◆ Exercise details
Down to the last line, copy the records below without any change.

◆ Data listing
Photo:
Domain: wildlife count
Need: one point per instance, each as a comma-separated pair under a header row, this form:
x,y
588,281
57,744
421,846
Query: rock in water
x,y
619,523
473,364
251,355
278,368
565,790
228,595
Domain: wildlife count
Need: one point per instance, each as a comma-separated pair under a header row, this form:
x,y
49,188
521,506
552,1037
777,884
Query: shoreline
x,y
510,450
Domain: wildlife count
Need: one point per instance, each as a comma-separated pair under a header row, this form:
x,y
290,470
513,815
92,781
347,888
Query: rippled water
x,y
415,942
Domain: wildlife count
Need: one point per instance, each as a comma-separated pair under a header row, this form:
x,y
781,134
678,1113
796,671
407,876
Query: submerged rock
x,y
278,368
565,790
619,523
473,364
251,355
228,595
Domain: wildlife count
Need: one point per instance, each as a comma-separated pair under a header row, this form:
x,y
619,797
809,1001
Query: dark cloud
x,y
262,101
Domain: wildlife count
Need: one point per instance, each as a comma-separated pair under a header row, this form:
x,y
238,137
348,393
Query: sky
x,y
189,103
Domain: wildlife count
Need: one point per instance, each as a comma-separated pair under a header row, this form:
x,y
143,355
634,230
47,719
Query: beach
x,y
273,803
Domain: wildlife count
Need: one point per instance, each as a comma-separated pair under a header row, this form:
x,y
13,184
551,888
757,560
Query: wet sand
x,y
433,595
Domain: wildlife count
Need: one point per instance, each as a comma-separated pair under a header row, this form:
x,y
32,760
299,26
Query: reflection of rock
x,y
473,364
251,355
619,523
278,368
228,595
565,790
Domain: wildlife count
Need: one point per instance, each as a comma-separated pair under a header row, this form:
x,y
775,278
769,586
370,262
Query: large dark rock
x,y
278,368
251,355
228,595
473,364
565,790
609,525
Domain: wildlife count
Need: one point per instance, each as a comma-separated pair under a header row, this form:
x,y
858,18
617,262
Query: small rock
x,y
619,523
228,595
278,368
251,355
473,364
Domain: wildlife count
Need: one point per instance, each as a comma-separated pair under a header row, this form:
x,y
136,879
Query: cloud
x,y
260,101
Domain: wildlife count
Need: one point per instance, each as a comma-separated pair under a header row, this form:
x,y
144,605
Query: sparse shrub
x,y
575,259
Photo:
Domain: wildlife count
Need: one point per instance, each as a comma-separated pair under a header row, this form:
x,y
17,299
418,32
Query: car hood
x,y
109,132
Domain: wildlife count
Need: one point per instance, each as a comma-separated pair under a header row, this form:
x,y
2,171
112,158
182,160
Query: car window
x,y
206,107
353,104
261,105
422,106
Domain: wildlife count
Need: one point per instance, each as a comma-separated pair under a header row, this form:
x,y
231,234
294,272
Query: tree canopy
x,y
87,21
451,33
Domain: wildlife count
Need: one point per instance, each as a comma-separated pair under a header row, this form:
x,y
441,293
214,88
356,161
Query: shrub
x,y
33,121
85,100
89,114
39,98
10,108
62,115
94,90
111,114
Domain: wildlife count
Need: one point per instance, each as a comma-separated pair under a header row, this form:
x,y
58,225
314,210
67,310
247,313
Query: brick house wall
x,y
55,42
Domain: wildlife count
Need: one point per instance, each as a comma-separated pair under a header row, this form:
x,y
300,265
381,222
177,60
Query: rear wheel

◆ Result
Photo:
Domain: wildlife count
Need: one point per instance, each as a comma-separated pair under a header row, this form:
x,y
588,281
57,744
421,846
Query: rock in water
x,y
619,523
473,364
251,355
278,368
565,790
228,595
Domain: wildlife count
Need: one point per instance, each as a comma-separated pair under a header row, this form:
x,y
49,188
521,506
552,1037
777,884
Query: shoreline
x,y
510,450
Domain: wildlife count
Need: one point per instance, each as a comma-separated pair under a header row, this form:
x,y
290,470
513,815
92,781
347,888
Query: rippled water
x,y
415,942
Domain: wildlife count
Need: one point per instance, each as a comma-separated pair under a header row, this form:
x,y
781,134
678,1113
796,671
407,876
Query: submerged rock
x,y
278,368
565,790
619,523
473,364
251,355
228,595
Domain: wildlife count
Need: one point per instance, each as a comma-separated pair under a header row, this form:
x,y
619,797
809,1001
Query: dark cloud
x,y
262,101
Domain: wildlife count
Need: one point per instance, each as a comma-separated pair under a header row, this form:
x,y
238,137
348,393
Query: sky
x,y
189,103
Domain: wildlife count
Need: one point per instance, each as a comma-separated pair under a header row, this form:
x,y
143,355
634,230
47,719
Query: beach
x,y
273,803
Domain: wildlife count
Need: one point per instance, each as a comma-separated pair under a header row, this form:
x,y
13,184
551,888
757,560
Query: wet sand
x,y
433,595
Domain: wildlife count
Need: one point per instance, each as a comma-separated pair under a header row, this form:
x,y
32,760
299,26
Query: reflection of rock
x,y
473,364
251,355
619,523
278,368
228,595
565,790
Domain: wildlife count
Need: one point per instance, each as a comma-separated pair under a header row, this form:
x,y
775,278
769,586
370,262
Query: large dark rock
x,y
278,368
251,355
228,595
473,364
565,790
609,525
Domain: wildlife count
Need: one point per instance, each as a comma-separated pair under a header row, this form:
x,y
858,18
617,262
Query: small rock
x,y
619,523
228,595
278,368
251,355
473,364
Domain: wildlife count
Need: one point per instance, each as a comma-separated pair under a header row, this form:
x,y
136,879
Query: cloud
x,y
260,101
Domain: wildlife count
Need: one point per instance, each as a comma-separated pair under a header row, this form:
x,y
144,605
Query: sparse shrub
x,y
575,259
Photo:
Domain: wildlife count
Need: one point per instance, each as a comma-separated pair under a header row, this form:
x,y
17,299
418,32
Query: car hood
x,y
109,132
Domain: wildlife count
Need: one point per instance, each as a comma-separated pair under a header row, this form:
x,y
2,171
112,158
182,160
Query: car window
x,y
206,107
353,104
261,105
422,106
Domain: wildlife count
Need: one point per instance, each as a comma-separated pair under a header row, this form:
x,y
231,234
294,272
Query: tree canopy
x,y
87,21
451,33
Domain: wildlife count
Need: one point per instance, each as a comma-separated pair under a header row, this form:
x,y
441,293
214,88
356,161
Query: shrub
x,y
33,121
85,100
89,114
39,98
10,108
62,115
94,90
111,114
Domain: wildlife count
Need: one point per instance, each as a comma-separated pair under a header row, this form:
x,y
58,225
314,210
67,310
247,313
Query: brick house wall
x,y
55,42
Domain: wildlife count
Need: one point per instance, each as a comma-separated pair under a header row, this form:
x,y
300,265
381,222
177,60
Query: rear wheel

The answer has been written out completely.